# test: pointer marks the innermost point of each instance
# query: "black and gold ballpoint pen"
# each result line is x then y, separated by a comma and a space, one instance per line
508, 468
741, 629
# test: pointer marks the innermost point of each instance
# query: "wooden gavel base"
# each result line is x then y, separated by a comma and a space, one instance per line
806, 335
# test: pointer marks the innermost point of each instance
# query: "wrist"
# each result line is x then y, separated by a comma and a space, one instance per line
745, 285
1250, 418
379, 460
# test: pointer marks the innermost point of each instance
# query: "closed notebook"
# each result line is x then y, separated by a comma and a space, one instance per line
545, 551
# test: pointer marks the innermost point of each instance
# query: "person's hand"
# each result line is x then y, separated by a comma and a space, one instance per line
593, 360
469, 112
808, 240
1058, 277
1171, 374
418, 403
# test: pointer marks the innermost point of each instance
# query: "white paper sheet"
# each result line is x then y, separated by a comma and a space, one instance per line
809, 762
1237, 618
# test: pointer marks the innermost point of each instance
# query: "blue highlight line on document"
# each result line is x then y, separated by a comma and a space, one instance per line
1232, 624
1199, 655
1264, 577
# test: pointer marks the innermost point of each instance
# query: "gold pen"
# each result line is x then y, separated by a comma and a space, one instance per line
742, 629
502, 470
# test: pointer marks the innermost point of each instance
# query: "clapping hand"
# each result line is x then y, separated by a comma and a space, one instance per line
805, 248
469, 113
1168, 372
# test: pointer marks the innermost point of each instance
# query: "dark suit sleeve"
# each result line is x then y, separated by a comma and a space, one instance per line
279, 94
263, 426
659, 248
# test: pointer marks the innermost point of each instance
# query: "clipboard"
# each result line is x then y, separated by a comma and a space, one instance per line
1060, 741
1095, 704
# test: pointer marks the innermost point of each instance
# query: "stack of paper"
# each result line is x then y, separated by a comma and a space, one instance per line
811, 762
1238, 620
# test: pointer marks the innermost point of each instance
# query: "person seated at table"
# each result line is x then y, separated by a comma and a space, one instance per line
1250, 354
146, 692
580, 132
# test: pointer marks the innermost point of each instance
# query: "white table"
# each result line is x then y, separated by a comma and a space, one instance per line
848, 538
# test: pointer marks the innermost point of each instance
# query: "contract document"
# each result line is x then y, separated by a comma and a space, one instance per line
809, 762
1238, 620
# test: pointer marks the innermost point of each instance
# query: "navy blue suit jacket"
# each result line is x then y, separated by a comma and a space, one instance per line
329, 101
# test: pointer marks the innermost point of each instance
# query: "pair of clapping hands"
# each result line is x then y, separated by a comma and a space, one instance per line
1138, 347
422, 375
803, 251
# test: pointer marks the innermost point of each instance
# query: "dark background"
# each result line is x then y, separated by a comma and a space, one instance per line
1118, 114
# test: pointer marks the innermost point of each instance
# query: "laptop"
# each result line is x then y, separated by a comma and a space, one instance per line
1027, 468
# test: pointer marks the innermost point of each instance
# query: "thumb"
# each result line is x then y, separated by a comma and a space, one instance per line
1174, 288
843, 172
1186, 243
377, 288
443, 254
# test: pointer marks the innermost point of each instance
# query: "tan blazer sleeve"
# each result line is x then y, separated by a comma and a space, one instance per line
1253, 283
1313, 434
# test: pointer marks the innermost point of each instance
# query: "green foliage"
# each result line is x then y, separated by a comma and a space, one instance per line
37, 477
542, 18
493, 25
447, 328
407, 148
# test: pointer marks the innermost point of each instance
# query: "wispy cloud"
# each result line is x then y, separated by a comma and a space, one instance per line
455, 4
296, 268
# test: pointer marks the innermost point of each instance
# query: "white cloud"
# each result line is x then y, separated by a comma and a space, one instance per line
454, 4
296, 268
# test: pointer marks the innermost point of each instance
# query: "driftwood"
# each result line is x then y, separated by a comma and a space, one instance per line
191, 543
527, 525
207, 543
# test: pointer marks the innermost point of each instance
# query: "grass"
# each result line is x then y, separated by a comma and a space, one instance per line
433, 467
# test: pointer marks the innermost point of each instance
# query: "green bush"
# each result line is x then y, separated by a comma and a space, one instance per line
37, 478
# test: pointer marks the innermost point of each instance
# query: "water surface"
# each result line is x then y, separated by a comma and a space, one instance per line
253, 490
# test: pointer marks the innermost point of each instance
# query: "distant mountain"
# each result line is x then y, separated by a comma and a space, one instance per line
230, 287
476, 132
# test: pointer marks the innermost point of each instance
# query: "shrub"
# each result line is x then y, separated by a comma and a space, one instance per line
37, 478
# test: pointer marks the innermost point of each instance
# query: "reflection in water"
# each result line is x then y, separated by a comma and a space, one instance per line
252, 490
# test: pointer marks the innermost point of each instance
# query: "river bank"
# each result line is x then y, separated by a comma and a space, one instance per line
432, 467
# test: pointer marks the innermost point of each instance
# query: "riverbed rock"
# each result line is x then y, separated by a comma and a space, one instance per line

****

_DIRECTIVE:_ Transcribe the data above in full, exactly.

_REPLY TO THE EXERCISE:_
# test: pointer marks the innermost point of each instance
# query: "black and gold ballpoint pen"
# each result line is x then y, separated by a comma and a space, one instance per line
508, 468
741, 629
# test: pointer marks the innermost point of each instance
# query: "wooden gavel base"
# each result line is x then y, separated by a comma and a space, one instance per line
806, 335
# test: pointer marks the innermost point of each instance
# query: "wrist"
# each result line is x then y, separated by a comma and a space, one instance per line
745, 285
1250, 418
379, 460
# test: pointer marks the innermost point of each instance
# query: "closed notebook"
# each result line is x then y, separated by a comma and a space, one instance per line
545, 551
# test: pointer marks the innermost point of each instance
# query: "person's hand"
# each result line is x then y, separated by a comma and a space, one instance per line
593, 360
469, 112
808, 240
1058, 277
1171, 374
418, 403
# test: pointer marks the innermost point of each instance
# query: "white paper sheet"
# each result line is x then y, separated by a comma and a space, one instance per line
809, 762
1237, 618
# test: pointer marks the innermost point of each instance
# query: "blue highlight line on document"
# each result line is x then y, separated by a comma and a space, one instance per line
1232, 624
1199, 655
1264, 577
# test: pointer marks the innermost point of each instance
# query: "gold pen"
# each result line is x then y, separated by a comma and a space, one instance per line
742, 629
502, 470
# test: pointer marks the innermost point of each instance
# query: "clapping hand"
# each result line is x then y, separated by a comma and a space, one instance per line
805, 248
469, 113
1168, 372
# test: pointer marks the innermost point of each instance
# query: "dark suit sleeve"
# each result line is x then y, separated by a comma and a space, one instance per line
279, 94
263, 426
659, 248
# test: pointer marks the innermost point of each instance
# query: "clipboard"
# each result line is x then y, separated by a comma and a space, one instance per line
1060, 741
1095, 704
# test: pointer marks the innermost point of each instance
# query: "stack of paper"
# each result line is x then y, separated by a comma and a space, one instance per line
811, 762
1238, 620
# test: pointer marks the innermost point of each instance
# query: "person seated at table"
# each result line is x then y, separated by a comma and a space, one instance per line
1250, 354
146, 692
580, 132
# test: pointer marks the innermost point of each instance
# query: "white table"
# each result line is x then y, separated by a comma and a space, one instance per line
848, 538
# test: pointer marks the innermost point of each instance
# query: "contract document"
# each result line is x then y, separated by a comma and a space, one instance per line
809, 762
1238, 620
# test: pointer marks the innermost point of each instance
# query: "navy blue suit jacket"
# each result line is x then y, separated by a comma and a space, one instance per line
329, 101
# test: pointer marks the innermost point of each instance
# query: "pair of clapping hands"
# each result line is x then y, separated by a comma and a space, one instance per line
1138, 347
422, 375
803, 251
# test: pointer marks the innermost point of each instance
# query: "dark background"
# each result line is x then y, separated by a comma and a space, one instance per line
1118, 114
# test: pointer marks the innermost point of each instance
# query: "laptop"
# each result line is x then y, separated by a comma and a space, one instance per line
1027, 468
# test: pointer marks the innermost point of each instance
# query: "thumb"
# each result line is x then y, separated by a comma and a space, one instance per line
1174, 288
843, 172
1186, 243
377, 288
443, 254
# test: pointer marks the innermost point of each instance
# query: "tan blazer sleeve"
# each result line is x then y, separated by a comma and a space, one instance per line
1253, 283
1313, 434
# test: pointer marks the innermost point of each instance
# query: "green foliage"
# each result line is x then y, separated by a comma and a space, one instance per line
37, 477
542, 18
493, 25
447, 328
407, 148
# test: pointer marks the innermost point of each instance
# query: "wispy cloud"
# each result line is x then y, separated by a comma and a space, one instance per line
455, 4
296, 268
# test: pointer marks the innermost point of each instance
# query: "white cloud"
# each result line is x then y, separated by a comma and a space, one instance per line
454, 4
296, 268
# test: pointer marks the innermost point of each instance
# query: "driftwood"
# each result line is x then y, separated by a comma and a space, one instance per line
191, 543
527, 525
207, 543
# test: pointer marks the innermost point of each instance
# query: "grass"
# each result line is x then y, separated by a comma and a space, one instance per line
433, 467
# test: pointer marks the innermost point of each instance
# query: "green bush"
# each result line is x then y, separated by a comma and a space, one instance per line
37, 478
# test: pointer marks the innermost point of each instance
# query: "water surface"
# each result line is x then y, separated by a comma and a space, one instance per line
253, 490
# test: pointer marks the innermost point of each instance
# query: "distant mountain"
# each result line is x then y, separated by a comma and a space, one instance per line
230, 287
476, 132
# test: pointer marks the innermost point of each instance
# query: "shrub"
# each result line is x then y, separated by a comma and a space, one instance per line
37, 478
# test: pointer marks the innermost point of each instance
# query: "reflection in water"
# each result line is x then y, separated by a comma and a space, one instance per line
252, 490
# test: pointer marks the innermost point of each instance
# query: "river bank"
# each result line is x then y, separated by a comma and a space, one instance per line
432, 467
# test: pointer marks the innermost point of each instance
# query: "riverbed rock"
# each result line is x then y, separated by a comma and a space, one instance per line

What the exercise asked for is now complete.